Source excerpt ::
====

Here is the zoning story of my trip to the National Conference on City Planning held at St. Petersburg, Florida, March 29th. On March 19th my party of four started through New Jersey, where the city attorneys are quite discouraged about enforcing zoning ordinances, and a constitutional amendment for zoning is brewing. About four out of five decisions handed down by the courts are against zoning. Boards of appeals never had a chance in this state because the early medley of zoning enabling acts was utterly confusing and nondescript in this particular. The boiler had to function without a safety valve and sooner or later it was sure to blow up. The Nutley case held that it was unconstitutional to prevent a store in a residence district. Some of us think that a functioning board of appeals could have prevented this. Maybe not. Anyway the courts have cited the Nutley case to throw out all sorts of zoning considered proper in other states. A new zoning enabling act, one of the best in the country, did not stop the onslaught. Recently the court went to the limit and said that no applicant need go to the board of appeals before getting direct action through the courts. This was the last straw that broke the camel's back. First, the courts said that zoning was unconstitutional because it was unreasonable, and then they scrapped the only method thus far devised to make zoning reasonable wherever its incidence was unreasonable.

And so to Pennsylvania where Philadelphia still has no zoning ordinance, nor for that matter any state enabling act. Skyscrapers were the rock on which the ship met disaster although probably 90% of the people want the zoning plan. All the other kinds of municipalities in the state have procured good zoning enabling acts and are zoned or are proceeding to zone. Meeting with good success too. Delaware was next. Agood enabling act and an excellent ordinance in Wilmington. However, a dangerous looking slant in the only important zoning decision has caused a feeling of suspense in this state.

Maryland has no general zoning enabling act. Baltimore zoned under supposed home rule powers. The highest court of the state declared that it had these powers, but that the exclusion of a store from a residence district was unconstitutional. At present the use map is being enforced according to the discretion of the building inspector who passes judgment on each application as it comes up, deciding whether its allowance would affect the community health, safety, morals and general welfare. This, of course, is not zoning. A zoning plan tells each land-owner what he can build as a matter of right. The rest of Maryland hardly knows what to do. Cumberland is waiting.

In the District of Columbia the successful Steerman case, in which the District Court said that a store could properly be excluded in a residence district, is on its way to the United States Supreme Court. But the attorneys for Steerman obtained the consent of that court to postpone argument until after the Euclid Village (Ohio) case is decided. Unexpectedly the Euclid Village case was reopened so that a further brief could be submitted, thus postponing the final decision in that case until next fall or winter. Zoning is operating as smoothly in Washington as it can in any place where the law does not establish a board of appeals. No one knows where or when the lightning will strike.

Virginia has up to now been limping so far as zoning is concerned. Norfolk has a good ordinance and Richmond a medium. The trouble has been a defective state law. But in March of this year a standard enabling act became law.

====

Supplied information ::
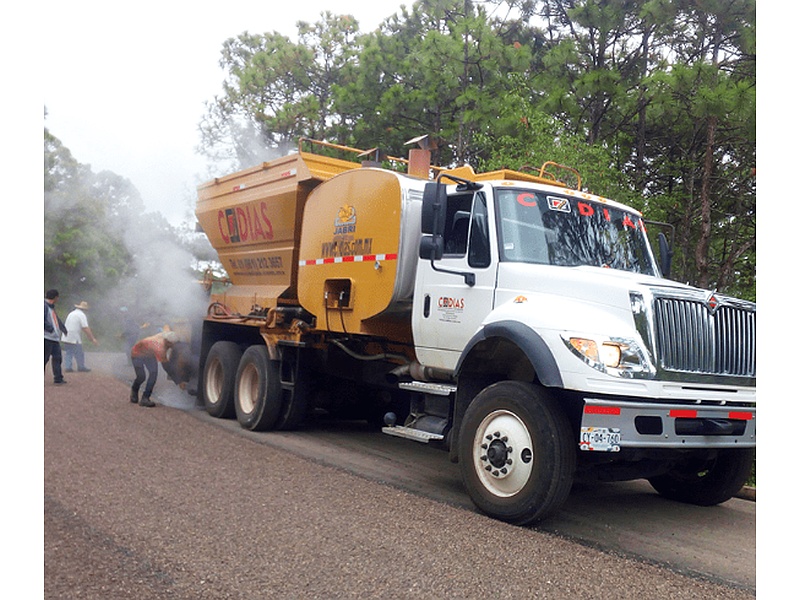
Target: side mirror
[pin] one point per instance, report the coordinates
(434, 207)
(431, 247)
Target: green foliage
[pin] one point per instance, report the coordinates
(101, 246)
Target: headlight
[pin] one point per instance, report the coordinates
(615, 356)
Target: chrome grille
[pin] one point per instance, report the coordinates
(691, 339)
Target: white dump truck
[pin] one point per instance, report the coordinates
(522, 326)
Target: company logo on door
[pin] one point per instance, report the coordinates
(454, 303)
(449, 310)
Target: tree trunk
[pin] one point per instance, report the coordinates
(704, 241)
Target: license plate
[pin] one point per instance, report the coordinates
(600, 439)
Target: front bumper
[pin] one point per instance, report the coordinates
(608, 425)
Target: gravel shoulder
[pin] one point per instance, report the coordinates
(155, 503)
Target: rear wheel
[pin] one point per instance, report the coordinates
(516, 452)
(707, 481)
(258, 390)
(219, 379)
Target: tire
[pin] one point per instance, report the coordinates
(258, 390)
(707, 482)
(518, 431)
(219, 379)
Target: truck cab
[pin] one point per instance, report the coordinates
(534, 294)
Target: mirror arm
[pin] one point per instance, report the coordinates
(469, 278)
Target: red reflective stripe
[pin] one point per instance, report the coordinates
(590, 409)
(740, 415)
(683, 414)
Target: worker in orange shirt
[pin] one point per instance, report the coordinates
(145, 356)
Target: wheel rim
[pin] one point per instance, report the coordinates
(248, 389)
(213, 383)
(503, 453)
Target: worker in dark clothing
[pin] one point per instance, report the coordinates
(53, 328)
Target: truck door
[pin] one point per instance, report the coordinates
(453, 295)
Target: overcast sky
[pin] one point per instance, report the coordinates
(124, 84)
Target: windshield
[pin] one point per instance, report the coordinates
(550, 229)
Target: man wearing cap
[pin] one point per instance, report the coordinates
(145, 355)
(76, 323)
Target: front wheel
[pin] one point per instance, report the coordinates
(707, 481)
(517, 452)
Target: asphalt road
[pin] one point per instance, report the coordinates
(168, 503)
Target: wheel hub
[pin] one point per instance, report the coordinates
(503, 453)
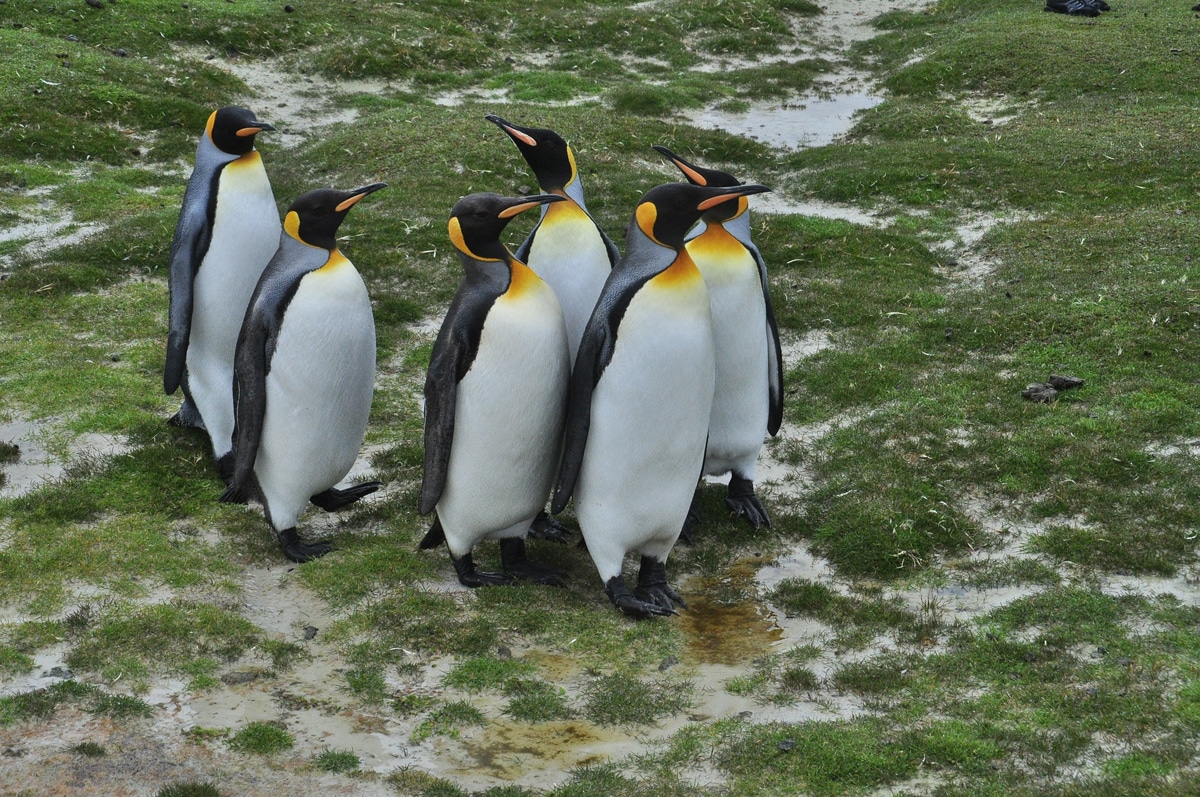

====

Task brief :: Write out the part of the zoning report that opens with the words "Virginia has up" and closes with "act became law.", copying it exactly.

Result ::
Virginia has up to now been limping so far as zoning is concerned. Norfolk has a good ordinance and Richmond a medium. The trouble has been a defective state law. But in March of this year a standard enabling act became law.